## Assignment
Can you copy out the passage on plants in the parsley family below word for word, leaving nothing out?

Door to Nature: Plants in the Parsley Family

The late summer roadsides are lined with tall white flowers which have a net-like appearance. That’s probably why they were given the common name, Queen Anne’s lace. These are considered weeds because they are not native, but introduced to our land by early settlers.

This plant’s family is Apiaceae, from the Latin apium, meaning “celery or parsley.” There are nearly two dozen species of this family in Wisconsin. Most are native, but a few of those which are invasive can be quite dangerous.

Queen Anne’s lace can grow to a height of five feet. The leaves are feathery and divided into many thin sections, like the cultivated carrot we grow in our gardens. The Latin name for Queen Anne’s lace is daucus carota, which is how it got the other common name: wild carrot.

Another introduced plant which begins growing along many roads in the northern part of our county in August is quite similar to Queen Anne’s lace: Burnet saxifrage, pimpinella saxifraga. It has similar white, lacy flowers as Queen Anne’s lace, but is lower-growing and develops a more open blossom that’s not as dense. 

The Minnesota website for invasive plants tells of how few were reported in that state 10 years ago. Now they are becoming quite a nuisance along many open fields and roadsides. This non-native plant has high seed production and may form a mat so dense that other plants can’t grow through it.

I remember seeing it in the big fields along County Road ZZ two to three miles east of Sister Bay 30 years ago. I first thought it was Queen Anne’s lace, but when Roy examined it, he noticed its leaves were not thin and carrot-like, but resembled parsley.

He reported it to friends who worked in the botany department at the Milwaukee Public Museum and they never heard of it. Apparently, it was not reported from any other area of our state. Now it grows abundantly all the way down to County Road E between Baileys Harbor and Egg Harbor.

There are four other non-native species in this family that you should know about. They are the wild parsnip, Japanese hedge-parsley, caraway and poison hemlock. The last one, poison-hemlock, conium maculatum, is related to the plant that the Greeks used to execute criminals and the one that killed Socrates. The scientific name, conium, is Greek for hemlock.

## Data supplied
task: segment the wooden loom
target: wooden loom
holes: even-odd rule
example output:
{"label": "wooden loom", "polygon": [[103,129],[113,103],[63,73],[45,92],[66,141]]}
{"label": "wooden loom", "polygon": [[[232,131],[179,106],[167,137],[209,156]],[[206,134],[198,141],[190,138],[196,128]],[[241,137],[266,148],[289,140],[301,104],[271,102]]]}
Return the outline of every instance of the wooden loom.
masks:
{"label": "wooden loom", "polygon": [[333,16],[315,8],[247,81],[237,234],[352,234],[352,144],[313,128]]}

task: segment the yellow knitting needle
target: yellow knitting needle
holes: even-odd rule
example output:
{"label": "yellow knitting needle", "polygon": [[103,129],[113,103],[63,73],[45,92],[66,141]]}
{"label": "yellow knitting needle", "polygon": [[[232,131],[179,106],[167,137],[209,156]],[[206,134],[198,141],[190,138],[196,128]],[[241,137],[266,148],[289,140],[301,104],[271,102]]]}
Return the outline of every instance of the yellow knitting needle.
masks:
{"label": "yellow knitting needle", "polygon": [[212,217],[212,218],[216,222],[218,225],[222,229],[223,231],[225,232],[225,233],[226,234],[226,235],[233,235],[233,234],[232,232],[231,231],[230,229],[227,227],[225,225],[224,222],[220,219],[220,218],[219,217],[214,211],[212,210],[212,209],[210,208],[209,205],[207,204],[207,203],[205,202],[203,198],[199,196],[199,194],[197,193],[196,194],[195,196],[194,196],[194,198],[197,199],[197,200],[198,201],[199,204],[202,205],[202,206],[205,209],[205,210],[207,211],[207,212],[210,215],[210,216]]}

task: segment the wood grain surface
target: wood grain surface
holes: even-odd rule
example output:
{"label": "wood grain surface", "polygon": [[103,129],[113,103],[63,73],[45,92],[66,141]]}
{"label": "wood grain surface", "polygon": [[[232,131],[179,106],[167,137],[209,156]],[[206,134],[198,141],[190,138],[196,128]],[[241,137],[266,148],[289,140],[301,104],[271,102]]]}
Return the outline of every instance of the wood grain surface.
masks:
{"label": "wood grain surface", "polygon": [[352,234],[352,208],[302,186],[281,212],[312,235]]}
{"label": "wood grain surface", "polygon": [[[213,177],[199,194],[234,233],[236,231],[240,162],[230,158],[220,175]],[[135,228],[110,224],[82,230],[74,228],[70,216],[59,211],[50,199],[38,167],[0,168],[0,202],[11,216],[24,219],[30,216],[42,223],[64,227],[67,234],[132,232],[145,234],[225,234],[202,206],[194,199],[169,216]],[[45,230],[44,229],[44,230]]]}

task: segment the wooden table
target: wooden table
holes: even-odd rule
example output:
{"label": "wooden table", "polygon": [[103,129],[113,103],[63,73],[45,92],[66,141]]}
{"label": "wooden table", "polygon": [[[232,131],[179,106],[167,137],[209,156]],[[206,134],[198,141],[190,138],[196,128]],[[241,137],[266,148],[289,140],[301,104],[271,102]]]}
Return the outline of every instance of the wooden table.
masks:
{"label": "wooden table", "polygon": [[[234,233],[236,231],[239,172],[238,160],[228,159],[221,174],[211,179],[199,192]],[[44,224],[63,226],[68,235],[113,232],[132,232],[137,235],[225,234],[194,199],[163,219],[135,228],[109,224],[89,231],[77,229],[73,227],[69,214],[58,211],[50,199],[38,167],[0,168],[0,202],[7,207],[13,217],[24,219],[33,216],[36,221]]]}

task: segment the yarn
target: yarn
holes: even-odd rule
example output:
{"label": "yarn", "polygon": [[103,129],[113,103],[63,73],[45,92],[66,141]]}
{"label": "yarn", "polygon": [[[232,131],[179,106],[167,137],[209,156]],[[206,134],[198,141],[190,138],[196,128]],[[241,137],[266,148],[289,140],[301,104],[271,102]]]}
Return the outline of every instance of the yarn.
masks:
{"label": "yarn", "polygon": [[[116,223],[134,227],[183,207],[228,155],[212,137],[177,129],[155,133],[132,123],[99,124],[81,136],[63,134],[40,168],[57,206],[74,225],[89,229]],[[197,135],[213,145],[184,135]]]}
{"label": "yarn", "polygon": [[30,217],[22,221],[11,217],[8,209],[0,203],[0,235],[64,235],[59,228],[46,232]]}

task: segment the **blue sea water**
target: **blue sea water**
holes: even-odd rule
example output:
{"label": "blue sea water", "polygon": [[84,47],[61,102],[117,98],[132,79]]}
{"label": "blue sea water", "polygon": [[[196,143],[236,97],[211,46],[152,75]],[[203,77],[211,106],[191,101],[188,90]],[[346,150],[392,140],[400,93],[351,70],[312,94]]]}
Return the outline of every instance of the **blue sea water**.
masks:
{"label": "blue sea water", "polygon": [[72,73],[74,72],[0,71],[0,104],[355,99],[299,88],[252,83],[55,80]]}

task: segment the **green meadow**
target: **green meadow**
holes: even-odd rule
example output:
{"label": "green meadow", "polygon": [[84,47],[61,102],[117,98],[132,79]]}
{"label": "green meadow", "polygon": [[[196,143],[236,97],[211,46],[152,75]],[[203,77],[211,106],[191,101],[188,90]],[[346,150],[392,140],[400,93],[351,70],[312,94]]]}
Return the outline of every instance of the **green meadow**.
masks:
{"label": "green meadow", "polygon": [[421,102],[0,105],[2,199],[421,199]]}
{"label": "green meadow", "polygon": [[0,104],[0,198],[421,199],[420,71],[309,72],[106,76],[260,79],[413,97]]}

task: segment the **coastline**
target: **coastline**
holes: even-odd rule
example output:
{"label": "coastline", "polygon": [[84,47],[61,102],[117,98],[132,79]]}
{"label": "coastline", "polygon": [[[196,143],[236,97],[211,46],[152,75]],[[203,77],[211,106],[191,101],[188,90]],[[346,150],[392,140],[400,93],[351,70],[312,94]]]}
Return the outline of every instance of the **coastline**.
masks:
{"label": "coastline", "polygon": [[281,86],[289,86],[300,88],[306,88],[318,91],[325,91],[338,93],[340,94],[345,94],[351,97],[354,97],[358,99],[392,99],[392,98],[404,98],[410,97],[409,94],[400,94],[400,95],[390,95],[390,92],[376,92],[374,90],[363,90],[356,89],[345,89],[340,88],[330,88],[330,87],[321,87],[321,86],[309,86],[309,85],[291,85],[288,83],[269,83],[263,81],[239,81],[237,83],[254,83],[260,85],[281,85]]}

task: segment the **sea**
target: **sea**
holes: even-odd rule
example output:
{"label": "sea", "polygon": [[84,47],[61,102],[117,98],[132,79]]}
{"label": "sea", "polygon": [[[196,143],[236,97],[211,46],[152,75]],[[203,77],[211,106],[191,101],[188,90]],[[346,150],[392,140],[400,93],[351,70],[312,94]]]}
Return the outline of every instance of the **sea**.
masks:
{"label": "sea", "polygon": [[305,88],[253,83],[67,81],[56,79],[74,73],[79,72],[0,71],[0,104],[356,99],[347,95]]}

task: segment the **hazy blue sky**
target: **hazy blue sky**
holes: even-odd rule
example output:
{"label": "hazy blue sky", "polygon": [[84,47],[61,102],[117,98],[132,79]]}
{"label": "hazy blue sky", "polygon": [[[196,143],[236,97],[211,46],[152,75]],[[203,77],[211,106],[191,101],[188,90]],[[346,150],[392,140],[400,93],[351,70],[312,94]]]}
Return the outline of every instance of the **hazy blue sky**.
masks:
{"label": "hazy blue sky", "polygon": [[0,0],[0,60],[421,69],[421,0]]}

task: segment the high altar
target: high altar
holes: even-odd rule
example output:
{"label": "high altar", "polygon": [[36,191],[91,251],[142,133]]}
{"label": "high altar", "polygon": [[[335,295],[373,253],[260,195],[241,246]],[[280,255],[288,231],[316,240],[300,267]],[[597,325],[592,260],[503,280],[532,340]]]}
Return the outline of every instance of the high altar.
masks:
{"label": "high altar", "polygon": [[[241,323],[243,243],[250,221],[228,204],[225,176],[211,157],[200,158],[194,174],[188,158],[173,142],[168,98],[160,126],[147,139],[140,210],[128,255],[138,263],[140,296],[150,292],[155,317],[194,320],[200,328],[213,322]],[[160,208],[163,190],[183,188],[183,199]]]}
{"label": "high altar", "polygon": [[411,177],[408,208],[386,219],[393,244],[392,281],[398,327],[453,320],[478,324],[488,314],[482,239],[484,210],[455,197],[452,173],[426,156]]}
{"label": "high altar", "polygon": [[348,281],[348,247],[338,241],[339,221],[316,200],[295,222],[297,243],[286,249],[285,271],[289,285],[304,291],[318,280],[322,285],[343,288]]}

## Expected output
Door to Nature: Plants in the Parsley Family

The late summer roadsides are lined with tall white flowers which have a net-like appearance. That’s probably why they were given the common name, Queen Anne’s lace. These are considered weeds because they are not native, but introduced to our land by early settlers.

This plant’s family is Apiaceae, from the Latin apium, meaning “celery or parsley.” There are nearly two dozen species of this family in Wisconsin. Most are native, but a few of those which are invasive can be quite dangerous.

Queen Anne’s lace can grow to a height of five feet. The leaves are feathery and divided into many thin sections, like the cultivated carrot we grow in our gardens. The Latin name for Queen Anne’s lace is daucus carota, which is how it got the other common name: wild carrot.

Another introduced plant which begins growing along many roads in the northern part of our county in August is quite similar to Queen Anne’s lace: Burnet saxifrage, pimpinella saxifraga. It has similar white, lacy flowers as Queen Anne’s lace, but is lower-growing and develops a more open blossom that’s not as dense. 

The Minnesota website for invasive plants tells of how few were reported in that state 10 years ago. Now they are becoming quite a nuisance along many open fields and roadsides. This non-native plant has high seed production and may form a mat so dense that other plants can’t grow through it.

I remember seeing it in the big fields along County Road ZZ two to three miles east of Sister Bay 30 years ago. I first thought it was Queen Anne’s lace, but when Roy examined it, he noticed its leaves were not thin and carrot-like, but resembled parsley.

He reported it to friends who worked in the botany department at the Milwaukee Public Museum and they never heard of it. Apparently, it was not reported from any other area of our state. Now it grows abundantly all the way down to County Road E between Baileys Harbor and Egg Harbor.

There are four other non-native species in this family that you should know about. They are the wild parsnip, Japanese hedge-parsley, caraway and poison hemlock. The last one, poison-hemlock, conium maculatum, is related to the plant that the Greeks used to execute criminals and the one that killed Socrates. The scientific name, conium, is Greek for hemlock.